[Material for this task start]

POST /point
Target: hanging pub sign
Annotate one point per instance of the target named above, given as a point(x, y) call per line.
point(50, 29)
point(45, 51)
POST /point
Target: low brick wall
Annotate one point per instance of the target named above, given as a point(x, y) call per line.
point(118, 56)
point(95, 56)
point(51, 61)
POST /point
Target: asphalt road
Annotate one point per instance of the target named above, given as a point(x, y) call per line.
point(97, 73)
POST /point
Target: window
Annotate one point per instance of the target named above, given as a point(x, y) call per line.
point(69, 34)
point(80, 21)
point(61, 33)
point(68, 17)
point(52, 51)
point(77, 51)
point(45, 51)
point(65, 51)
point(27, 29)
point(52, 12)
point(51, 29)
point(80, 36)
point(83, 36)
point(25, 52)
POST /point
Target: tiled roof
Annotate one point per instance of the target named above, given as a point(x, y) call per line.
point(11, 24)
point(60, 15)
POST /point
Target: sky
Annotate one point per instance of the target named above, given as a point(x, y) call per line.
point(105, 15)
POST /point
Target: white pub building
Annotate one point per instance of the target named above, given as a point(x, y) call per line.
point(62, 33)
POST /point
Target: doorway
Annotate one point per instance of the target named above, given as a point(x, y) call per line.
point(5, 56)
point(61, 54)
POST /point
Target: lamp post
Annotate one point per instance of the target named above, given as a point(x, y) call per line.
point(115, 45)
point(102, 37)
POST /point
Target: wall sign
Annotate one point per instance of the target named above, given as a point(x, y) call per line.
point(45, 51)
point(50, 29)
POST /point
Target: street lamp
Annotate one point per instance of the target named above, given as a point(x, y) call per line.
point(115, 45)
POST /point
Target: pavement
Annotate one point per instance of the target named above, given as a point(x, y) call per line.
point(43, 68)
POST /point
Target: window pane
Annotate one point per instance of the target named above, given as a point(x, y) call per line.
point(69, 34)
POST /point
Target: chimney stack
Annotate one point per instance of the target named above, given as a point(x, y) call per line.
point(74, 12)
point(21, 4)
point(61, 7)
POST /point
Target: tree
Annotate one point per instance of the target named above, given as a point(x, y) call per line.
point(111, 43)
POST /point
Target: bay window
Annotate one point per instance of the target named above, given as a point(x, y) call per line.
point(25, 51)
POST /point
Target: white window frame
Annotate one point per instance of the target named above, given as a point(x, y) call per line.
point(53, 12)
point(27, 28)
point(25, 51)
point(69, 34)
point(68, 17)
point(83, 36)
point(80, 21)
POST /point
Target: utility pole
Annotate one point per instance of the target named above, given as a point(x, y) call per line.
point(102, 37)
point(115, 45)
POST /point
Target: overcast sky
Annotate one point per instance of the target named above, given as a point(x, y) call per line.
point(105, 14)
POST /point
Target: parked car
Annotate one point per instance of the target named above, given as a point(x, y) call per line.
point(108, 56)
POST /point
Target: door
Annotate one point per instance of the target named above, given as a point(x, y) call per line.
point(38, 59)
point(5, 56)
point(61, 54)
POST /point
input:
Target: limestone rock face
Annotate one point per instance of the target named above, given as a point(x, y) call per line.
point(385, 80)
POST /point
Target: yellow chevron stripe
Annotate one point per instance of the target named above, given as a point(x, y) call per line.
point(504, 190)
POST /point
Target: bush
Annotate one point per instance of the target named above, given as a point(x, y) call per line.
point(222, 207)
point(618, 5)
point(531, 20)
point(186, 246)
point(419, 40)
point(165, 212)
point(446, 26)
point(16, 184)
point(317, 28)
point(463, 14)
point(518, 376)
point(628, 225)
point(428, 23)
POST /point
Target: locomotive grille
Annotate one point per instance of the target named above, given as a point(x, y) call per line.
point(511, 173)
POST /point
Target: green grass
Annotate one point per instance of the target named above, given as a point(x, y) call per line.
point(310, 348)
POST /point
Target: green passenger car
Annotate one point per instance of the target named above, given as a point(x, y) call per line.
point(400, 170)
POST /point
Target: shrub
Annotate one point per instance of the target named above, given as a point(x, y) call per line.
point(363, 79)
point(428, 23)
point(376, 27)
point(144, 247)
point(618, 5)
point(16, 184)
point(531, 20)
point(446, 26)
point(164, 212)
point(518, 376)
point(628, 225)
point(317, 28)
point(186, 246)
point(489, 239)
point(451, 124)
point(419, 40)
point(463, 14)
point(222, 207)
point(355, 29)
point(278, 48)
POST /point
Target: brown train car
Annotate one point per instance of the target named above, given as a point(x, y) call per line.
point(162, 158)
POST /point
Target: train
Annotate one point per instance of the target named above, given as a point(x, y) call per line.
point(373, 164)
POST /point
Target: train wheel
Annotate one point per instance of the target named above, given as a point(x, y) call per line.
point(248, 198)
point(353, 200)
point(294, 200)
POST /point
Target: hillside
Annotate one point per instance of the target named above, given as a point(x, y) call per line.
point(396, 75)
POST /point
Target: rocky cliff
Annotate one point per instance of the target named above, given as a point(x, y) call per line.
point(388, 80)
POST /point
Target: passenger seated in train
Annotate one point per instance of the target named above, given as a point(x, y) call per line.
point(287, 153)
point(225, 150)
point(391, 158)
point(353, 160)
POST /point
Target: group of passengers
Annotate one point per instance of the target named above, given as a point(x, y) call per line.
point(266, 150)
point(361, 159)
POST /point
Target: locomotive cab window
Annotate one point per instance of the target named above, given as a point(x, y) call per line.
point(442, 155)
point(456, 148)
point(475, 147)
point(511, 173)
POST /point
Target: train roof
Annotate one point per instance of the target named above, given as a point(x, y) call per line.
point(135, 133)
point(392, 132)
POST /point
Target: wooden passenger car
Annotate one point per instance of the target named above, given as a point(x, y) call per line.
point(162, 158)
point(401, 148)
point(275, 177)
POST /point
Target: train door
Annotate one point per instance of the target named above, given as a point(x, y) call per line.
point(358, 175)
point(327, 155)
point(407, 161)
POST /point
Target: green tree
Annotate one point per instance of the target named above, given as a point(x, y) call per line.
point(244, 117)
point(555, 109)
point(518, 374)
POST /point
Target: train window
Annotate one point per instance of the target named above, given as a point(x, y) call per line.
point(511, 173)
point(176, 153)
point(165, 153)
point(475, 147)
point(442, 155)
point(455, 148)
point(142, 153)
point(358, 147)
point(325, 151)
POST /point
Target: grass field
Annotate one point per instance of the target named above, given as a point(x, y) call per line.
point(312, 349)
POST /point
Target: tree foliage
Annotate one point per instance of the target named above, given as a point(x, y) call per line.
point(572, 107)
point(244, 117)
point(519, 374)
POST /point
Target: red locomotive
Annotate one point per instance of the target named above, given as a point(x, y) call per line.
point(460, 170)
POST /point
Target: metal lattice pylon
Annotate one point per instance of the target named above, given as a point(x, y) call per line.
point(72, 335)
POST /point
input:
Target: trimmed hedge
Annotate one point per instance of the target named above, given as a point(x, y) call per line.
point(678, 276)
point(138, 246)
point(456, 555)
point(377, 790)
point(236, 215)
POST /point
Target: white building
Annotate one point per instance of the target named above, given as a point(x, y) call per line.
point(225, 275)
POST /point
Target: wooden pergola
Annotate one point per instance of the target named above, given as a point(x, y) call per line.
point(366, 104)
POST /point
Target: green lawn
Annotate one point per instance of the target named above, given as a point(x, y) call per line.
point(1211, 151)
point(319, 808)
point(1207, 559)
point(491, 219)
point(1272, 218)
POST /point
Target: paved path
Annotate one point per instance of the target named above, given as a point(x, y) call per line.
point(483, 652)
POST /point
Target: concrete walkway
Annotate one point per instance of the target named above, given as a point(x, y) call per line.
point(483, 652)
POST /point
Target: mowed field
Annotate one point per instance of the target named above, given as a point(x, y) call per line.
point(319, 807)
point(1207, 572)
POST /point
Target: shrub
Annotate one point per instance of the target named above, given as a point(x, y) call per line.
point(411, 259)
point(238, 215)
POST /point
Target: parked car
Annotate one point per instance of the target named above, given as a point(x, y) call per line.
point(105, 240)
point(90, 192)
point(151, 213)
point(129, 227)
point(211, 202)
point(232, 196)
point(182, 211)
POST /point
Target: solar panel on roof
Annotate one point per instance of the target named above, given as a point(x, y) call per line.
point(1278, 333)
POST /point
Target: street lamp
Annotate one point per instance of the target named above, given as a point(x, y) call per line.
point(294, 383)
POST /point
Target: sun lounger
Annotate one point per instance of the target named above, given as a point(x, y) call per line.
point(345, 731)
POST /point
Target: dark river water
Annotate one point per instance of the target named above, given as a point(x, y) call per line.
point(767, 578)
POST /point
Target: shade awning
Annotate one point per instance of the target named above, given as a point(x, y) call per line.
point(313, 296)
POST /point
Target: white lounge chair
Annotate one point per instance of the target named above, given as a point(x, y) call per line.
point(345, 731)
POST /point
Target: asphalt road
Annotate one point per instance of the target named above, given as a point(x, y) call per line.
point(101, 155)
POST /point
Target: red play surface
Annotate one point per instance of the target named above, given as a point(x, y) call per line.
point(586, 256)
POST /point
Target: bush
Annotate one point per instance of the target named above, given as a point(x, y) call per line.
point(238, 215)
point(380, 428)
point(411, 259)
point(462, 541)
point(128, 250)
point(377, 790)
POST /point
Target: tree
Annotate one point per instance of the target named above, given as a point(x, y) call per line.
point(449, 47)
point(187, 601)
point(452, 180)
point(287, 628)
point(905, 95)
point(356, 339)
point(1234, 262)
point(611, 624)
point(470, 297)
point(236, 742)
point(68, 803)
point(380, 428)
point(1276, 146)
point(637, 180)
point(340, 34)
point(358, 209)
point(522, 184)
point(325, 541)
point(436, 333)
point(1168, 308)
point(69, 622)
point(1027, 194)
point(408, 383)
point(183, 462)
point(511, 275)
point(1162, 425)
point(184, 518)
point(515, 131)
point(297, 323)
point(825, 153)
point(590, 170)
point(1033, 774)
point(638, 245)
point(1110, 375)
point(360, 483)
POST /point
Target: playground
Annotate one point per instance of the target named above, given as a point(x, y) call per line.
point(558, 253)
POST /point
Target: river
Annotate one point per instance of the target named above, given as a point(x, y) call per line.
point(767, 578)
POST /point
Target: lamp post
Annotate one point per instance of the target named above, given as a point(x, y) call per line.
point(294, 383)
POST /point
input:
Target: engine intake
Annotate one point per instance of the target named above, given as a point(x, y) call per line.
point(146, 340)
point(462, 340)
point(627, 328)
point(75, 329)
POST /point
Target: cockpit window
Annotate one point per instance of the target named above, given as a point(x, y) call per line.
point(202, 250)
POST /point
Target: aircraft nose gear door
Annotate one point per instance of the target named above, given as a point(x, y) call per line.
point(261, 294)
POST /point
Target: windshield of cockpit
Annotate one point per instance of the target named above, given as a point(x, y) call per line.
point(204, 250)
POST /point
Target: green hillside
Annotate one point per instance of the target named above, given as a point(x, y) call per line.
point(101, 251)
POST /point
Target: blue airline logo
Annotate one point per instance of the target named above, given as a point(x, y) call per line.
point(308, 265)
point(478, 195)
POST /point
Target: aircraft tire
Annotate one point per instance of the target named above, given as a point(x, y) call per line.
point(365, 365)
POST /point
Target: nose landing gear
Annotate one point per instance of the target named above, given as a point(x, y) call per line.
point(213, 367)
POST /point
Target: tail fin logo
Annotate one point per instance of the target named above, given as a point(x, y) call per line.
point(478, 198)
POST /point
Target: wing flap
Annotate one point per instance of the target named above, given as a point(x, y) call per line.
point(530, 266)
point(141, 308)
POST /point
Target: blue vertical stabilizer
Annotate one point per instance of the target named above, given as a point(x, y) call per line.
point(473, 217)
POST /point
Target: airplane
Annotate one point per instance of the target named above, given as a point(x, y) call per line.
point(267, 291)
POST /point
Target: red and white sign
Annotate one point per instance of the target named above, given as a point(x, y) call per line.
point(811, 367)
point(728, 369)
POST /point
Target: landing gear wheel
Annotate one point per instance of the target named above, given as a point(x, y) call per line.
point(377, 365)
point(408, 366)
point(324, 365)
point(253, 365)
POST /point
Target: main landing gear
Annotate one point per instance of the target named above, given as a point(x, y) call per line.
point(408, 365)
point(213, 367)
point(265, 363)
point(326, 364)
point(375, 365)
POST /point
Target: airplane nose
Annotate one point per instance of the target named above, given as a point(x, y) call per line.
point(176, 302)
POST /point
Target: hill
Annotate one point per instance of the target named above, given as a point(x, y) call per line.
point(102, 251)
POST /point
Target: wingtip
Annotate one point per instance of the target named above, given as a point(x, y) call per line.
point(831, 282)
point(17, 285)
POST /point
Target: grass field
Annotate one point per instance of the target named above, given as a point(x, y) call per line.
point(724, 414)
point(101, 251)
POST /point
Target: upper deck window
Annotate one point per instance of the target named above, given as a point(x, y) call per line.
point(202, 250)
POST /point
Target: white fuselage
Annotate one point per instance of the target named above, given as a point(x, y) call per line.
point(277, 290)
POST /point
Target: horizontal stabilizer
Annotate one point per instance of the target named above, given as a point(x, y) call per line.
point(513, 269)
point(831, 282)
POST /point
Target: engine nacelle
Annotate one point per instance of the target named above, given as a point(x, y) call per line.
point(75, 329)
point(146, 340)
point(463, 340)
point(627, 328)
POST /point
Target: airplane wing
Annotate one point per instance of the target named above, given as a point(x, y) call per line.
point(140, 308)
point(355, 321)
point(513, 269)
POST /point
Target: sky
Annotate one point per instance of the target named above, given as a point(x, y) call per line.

[Material for this task end]

What this task involves
Starting at the first line of the entries above and ending at the line that contains "point(97, 73)", both lines included, recast every line as a JSON list of strings with one string per line, and leave out any blank lines.

Response to this exercise
[
  "POST /point",
  "Target: hanging pub sign",
  "Annotate one point per instance of the target named above, given as a point(x, y) call per line.",
  "point(50, 29)",
  "point(45, 51)",
  "POST /point",
  "Target: low brick wall",
  "Annotate one point per instance of the target named above, given as a point(x, y) call per line.",
  "point(118, 56)",
  "point(95, 56)",
  "point(51, 61)",
  "POST /point",
  "Target: asphalt road",
  "Annotate one point per instance of the target named above, given as a point(x, y) call per line.",
  "point(97, 73)"
]